▽

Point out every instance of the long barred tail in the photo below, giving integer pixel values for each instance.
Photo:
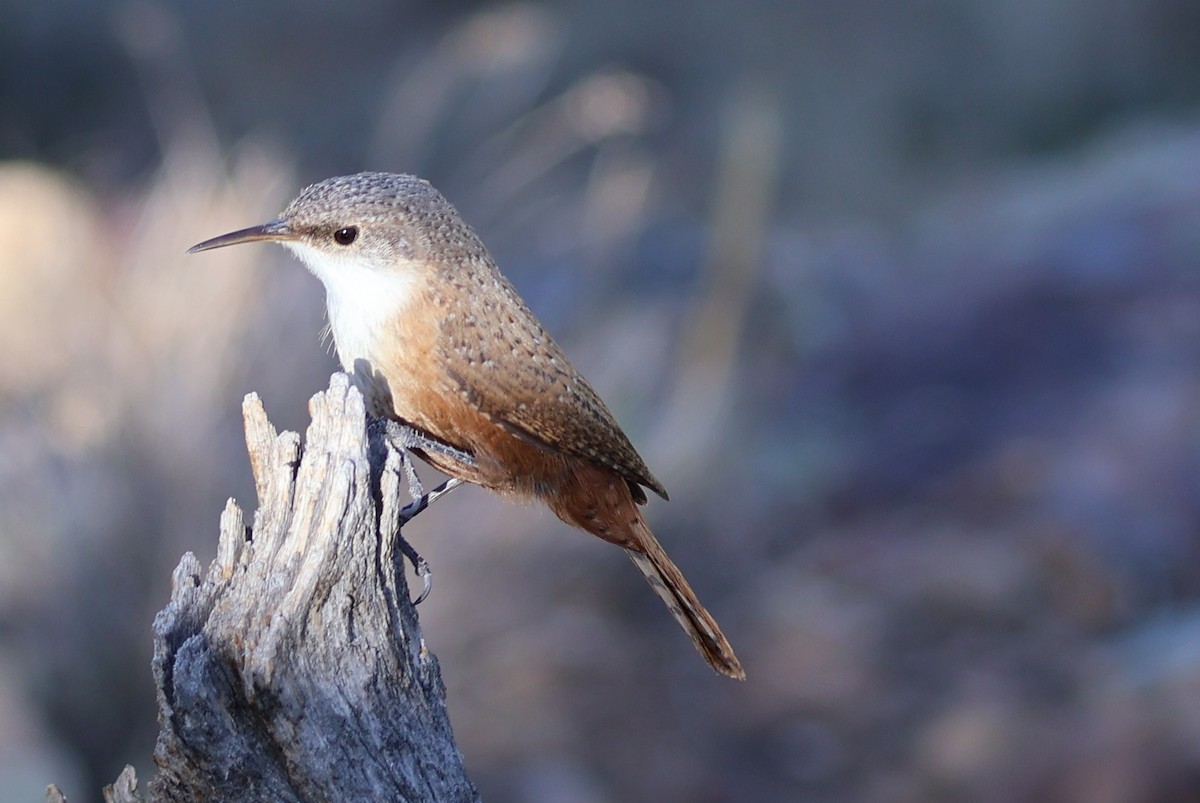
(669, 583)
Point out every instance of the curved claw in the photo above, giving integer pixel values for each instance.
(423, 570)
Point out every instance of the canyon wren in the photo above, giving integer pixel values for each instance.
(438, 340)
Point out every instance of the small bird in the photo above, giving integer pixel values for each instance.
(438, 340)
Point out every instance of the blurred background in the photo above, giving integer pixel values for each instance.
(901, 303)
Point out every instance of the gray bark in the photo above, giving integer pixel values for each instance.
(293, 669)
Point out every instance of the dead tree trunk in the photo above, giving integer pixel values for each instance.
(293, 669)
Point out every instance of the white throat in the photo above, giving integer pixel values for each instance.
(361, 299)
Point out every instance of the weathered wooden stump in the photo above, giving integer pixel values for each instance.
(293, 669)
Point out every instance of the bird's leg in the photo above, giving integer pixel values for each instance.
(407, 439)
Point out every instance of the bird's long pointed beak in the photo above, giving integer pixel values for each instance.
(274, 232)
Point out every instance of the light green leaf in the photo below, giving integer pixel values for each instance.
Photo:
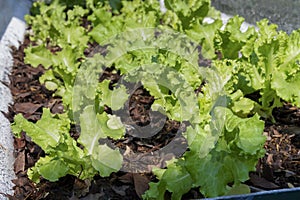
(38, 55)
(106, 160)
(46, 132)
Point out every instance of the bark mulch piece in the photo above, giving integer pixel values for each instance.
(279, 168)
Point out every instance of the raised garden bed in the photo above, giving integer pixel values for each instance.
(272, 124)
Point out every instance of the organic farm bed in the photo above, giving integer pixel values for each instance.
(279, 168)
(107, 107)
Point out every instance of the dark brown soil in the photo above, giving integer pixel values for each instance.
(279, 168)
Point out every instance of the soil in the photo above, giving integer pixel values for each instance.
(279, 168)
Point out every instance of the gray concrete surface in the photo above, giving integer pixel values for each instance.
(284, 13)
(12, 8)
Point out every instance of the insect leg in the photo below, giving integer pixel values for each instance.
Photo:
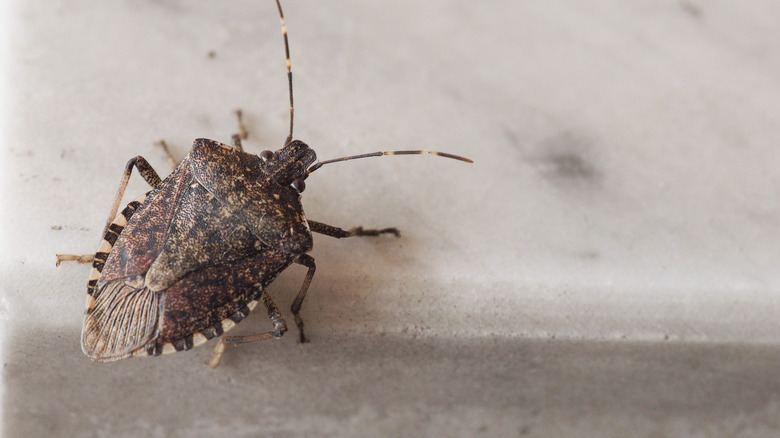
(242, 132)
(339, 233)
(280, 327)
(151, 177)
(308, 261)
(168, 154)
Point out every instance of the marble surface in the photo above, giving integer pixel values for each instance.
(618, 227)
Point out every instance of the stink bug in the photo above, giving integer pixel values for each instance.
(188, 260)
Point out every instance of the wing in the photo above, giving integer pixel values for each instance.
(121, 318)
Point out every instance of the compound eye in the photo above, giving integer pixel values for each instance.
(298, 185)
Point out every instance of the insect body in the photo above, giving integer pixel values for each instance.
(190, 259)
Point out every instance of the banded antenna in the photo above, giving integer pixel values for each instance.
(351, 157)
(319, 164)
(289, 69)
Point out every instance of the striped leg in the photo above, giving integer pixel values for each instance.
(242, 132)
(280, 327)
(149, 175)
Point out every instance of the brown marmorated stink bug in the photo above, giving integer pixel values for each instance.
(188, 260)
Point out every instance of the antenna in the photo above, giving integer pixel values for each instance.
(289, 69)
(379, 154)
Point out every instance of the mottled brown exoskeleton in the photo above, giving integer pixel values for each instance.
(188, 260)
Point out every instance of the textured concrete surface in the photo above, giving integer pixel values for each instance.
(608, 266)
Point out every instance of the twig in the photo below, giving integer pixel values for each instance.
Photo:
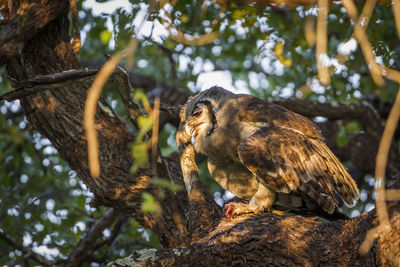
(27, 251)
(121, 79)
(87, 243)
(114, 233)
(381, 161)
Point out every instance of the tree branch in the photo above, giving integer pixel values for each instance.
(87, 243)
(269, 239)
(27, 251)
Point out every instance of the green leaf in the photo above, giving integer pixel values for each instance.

△

WHAT THE TASK ASKS =>
Repeat all of the data above word for word, leaving out the pictures.

RESULT FOR THIS EXERCISE =>
Point out every instance of the long barred tail in the photo below, giving integer pixel values for each instance.
Photo:
(669, 583)
Point out every instance of the curved claw in the photo above, giving integer pixel values for each instance.
(423, 570)
Point out every instance of the canyon wren in the photo above, giving integer pixel values for each instance.
(438, 340)
Point out every instance of the small bird in the photo above, giving integer pixel values for each instance.
(438, 340)
Point out every instance of the blurred background in the photo above, giving integer pixel values for each instance.
(901, 303)
Point out every instance of the gray bark in the photo above, giving integer pixel values for each instance.
(293, 669)
Point out every instance of the dead tree trunk in the photo above, giving integer pixel values for each instance.
(293, 669)
Point out every instance of the white throat in the photo above, giving integer pixel values for each instance.
(361, 299)
Point out every instance of the weathered wooden stump in the photo above, giving integer pixel values for each instance.
(293, 669)
Point out every instance of the bird's leg in the photo above, giving integer pixel values for each instance.
(407, 439)
Point out every instance of the bird's long pointed beak in the photo above, giving integer pixel values for each instance.
(274, 232)
Point out every instance of the light green leaf in the photo below, giving integer pixel values for each instance.
Photo:
(38, 55)
(106, 160)
(46, 132)
Point out every instance of the bark mulch piece in the photo above, giving integer pixel values for each instance.
(279, 168)
Point out every instance of the raised garden bed in the photo above, giving integer pixel values for each instance.
(272, 124)
Point out every instance of the organic farm bed in the photo above, giving integer pixel values for each instance.
(279, 168)
(107, 107)
Point out every instance of the dark brown soil in the photo above, giving integer pixel values for each instance.
(279, 168)
Point out every instance of the soil in the photo above, giving integer pixel values for each instance.
(279, 168)
Point out every instance of the gray concrete surface in the photo above, giving integer pixel values for each instance.
(284, 13)
(12, 8)
Point out every instance of the insect leg in the photo below, giving integer pixel values for each instance.
Photo:
(242, 132)
(339, 233)
(280, 327)
(151, 177)
(308, 261)
(168, 154)
Point out every instance of the marble surface in the photo above, giving integer pixel values for each instance.
(618, 227)
Point out every instance of the stink bug in the photo above, giving integer pixel values for each instance.
(188, 260)
Point out every instance of the wing in the photo above, giving integer pixel values for each instance.
(121, 318)
Point out every instance of the compound eye in the photo above, giving integer pixel values for each instance.
(298, 185)
Point out every instance of the insect body in the photo above, giving integer pixel values for each instance.
(190, 259)
Point out every instance of the banded antenna in the photo above, giving integer pixel values for each instance.
(351, 157)
(319, 164)
(289, 69)
Point out every instance of the striped leg in the photo above, giving integer pixel values for each instance.
(242, 132)
(280, 327)
(149, 175)
Point out every instance of the brown marmorated stink bug in the photo above, giving integer pixel values for each instance.
(188, 260)
Point out every instance of the antenna in the photo above, giving integer pixel values for each instance.
(289, 69)
(379, 154)
Point out every instance of the mottled brown exoskeleton in the photo above, giving integer pixel values for each instance.
(188, 260)
Point out every instance of the textured concrete surface in the photo above, giving integer pixel values for each instance.
(608, 266)
Point out every instance of the twig in the photo below, giving integer pixel values for each instance.
Photo:
(27, 251)
(121, 79)
(87, 243)
(114, 233)
(381, 161)
Point out every instance of the tree branch in the photo above, giving integer pixel values for each instance.
(87, 243)
(269, 239)
(27, 251)
Point out every instance of the green leaf in the photo above, giving integer pixel values for each instance.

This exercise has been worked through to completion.